Job A:
Pick out every line of the rows that contains the string "orange", matching case exactly, and copy each such line.

Source text:
Import["tabular_dataset", {"ArrowDataset", "Dataset", All, {"Tree Species", "Diameter at Breast Height (in Feet)"}}, "Partitioning" -> "Hive"]

"Dimensions" (1)

Import data dimensions:

Wolfram Language code: Import["tabular_dataset", {"ArrowDataset", "Dimensions"}, "Partitioning" -> "Hive"]

"EventSeries" (1)

Export a Tabular object as an ArrowDataset:

Wolfram Language code:

Export["sales_dataset", ResourceData["Sample Tabular Data: Sales Data"], "ArrowDataset", "SplitColumns" -> "Product", OverwriteTarget -> True]

Import an ArrowDataset as an EventSeries:

Wolfram Language code: Import["sales_dataset", {"ArrowDataset", "EventSeries"}, "Partitioning" -> "Hive"]

Import a single row from an ArrowDataset:

Wolfram Language code: Import["sales_dataset", {"ArrowDataset", "EventSeries", 5}, "Partitioning" -> "Hive"]

Import some specific rows from an ArrowDataset:

Wolfram Language code: Import["sales_dataset", {"ArrowDataset", "EventSeries", {1, 5, 7}}, "Partitioning" -> "Hive"]

Import the first 10 rows of an ArrowDataset:

Wolfram Language code: Import["sales_dataset", {"ArrowDataset", "EventSeries", 1 ;; 10}, "Partitioning" -> "Hive"]

Import only selected columns using column names:

Wolfram Language code: Import["sales_dataset", {"ArrowDataset", "EventSeries", All, {"Product", "Date", "Quantity"}}, "Partitioning" -> "Hive"]

"MetaInformation" (1)

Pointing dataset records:
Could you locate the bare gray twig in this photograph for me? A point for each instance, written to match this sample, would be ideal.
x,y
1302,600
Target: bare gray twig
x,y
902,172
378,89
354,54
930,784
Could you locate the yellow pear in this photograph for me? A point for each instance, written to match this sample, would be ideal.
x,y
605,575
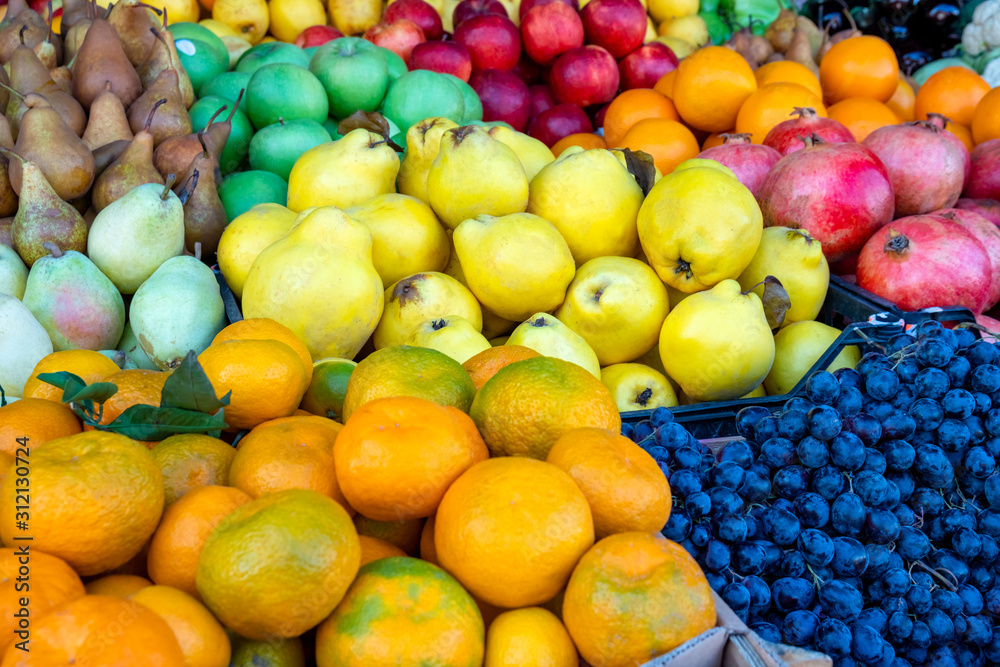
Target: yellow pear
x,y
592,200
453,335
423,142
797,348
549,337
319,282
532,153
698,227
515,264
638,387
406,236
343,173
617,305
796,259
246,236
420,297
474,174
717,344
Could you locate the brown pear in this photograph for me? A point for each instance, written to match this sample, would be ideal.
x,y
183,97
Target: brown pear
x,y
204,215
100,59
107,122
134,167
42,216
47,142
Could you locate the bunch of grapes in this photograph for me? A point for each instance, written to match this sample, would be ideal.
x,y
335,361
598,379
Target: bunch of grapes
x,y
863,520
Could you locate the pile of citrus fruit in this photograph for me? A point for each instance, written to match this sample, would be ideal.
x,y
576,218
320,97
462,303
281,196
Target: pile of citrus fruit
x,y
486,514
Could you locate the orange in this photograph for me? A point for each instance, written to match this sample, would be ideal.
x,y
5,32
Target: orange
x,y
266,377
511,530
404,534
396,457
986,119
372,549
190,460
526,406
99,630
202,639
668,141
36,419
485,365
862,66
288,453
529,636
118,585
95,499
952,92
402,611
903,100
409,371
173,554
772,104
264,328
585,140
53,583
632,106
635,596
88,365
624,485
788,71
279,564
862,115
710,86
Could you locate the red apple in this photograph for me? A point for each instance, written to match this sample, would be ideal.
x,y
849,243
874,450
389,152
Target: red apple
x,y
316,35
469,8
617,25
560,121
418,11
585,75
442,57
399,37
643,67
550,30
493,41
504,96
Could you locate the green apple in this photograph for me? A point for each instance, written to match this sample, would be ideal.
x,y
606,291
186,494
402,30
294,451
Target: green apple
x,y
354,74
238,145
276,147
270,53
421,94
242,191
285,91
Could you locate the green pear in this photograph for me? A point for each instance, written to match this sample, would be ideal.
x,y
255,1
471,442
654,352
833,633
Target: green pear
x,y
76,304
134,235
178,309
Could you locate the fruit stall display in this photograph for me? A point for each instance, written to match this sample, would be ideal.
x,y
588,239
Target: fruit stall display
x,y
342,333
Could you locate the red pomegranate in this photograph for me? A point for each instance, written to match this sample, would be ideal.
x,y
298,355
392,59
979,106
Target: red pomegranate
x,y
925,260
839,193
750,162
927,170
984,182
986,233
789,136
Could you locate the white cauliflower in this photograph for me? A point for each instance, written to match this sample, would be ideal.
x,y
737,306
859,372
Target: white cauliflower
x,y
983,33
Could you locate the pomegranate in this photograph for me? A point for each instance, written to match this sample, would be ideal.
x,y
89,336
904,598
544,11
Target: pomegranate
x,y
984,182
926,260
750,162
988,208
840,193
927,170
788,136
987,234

* * *

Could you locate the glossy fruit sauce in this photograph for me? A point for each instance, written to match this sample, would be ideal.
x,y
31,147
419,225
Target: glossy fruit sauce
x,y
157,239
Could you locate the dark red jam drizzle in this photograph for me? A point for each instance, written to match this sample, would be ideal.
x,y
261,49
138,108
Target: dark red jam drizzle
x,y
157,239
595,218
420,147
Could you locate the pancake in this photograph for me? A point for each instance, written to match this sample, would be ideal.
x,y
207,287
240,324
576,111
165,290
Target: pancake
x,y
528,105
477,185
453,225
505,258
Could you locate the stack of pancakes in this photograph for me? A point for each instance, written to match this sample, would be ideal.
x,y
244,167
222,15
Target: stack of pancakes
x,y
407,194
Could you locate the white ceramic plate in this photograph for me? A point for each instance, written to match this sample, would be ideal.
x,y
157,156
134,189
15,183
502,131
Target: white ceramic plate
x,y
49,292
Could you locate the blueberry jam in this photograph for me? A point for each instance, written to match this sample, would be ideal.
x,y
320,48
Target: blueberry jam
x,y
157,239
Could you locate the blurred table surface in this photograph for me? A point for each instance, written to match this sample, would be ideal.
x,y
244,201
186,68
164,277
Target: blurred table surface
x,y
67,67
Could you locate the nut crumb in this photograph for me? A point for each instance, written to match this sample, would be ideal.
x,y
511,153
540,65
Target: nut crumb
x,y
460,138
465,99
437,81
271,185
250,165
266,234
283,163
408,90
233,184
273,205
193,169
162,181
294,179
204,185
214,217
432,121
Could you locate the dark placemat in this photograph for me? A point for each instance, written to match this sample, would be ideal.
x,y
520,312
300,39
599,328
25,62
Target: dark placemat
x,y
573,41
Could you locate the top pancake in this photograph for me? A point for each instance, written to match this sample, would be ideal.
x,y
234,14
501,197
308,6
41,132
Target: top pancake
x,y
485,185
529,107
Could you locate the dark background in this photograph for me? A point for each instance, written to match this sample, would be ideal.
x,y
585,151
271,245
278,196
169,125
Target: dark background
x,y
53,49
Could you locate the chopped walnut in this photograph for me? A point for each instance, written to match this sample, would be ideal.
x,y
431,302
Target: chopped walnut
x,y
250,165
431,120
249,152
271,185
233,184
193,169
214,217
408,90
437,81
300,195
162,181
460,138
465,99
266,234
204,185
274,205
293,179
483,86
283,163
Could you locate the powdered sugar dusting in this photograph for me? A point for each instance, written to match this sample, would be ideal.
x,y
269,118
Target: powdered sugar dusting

Job B:
List every column name that appears inside a braced column list of an Import call in the Wolfram Language documentation excerpt.

Response A:
Could you locate the orange in this photograph for me? A point for each instance, written to match this sample, would be ideal.
Target: orange

Response B:
- Tree Species
- Diameter at Breast Height (in Feet)
- Product
- Date
- Quantity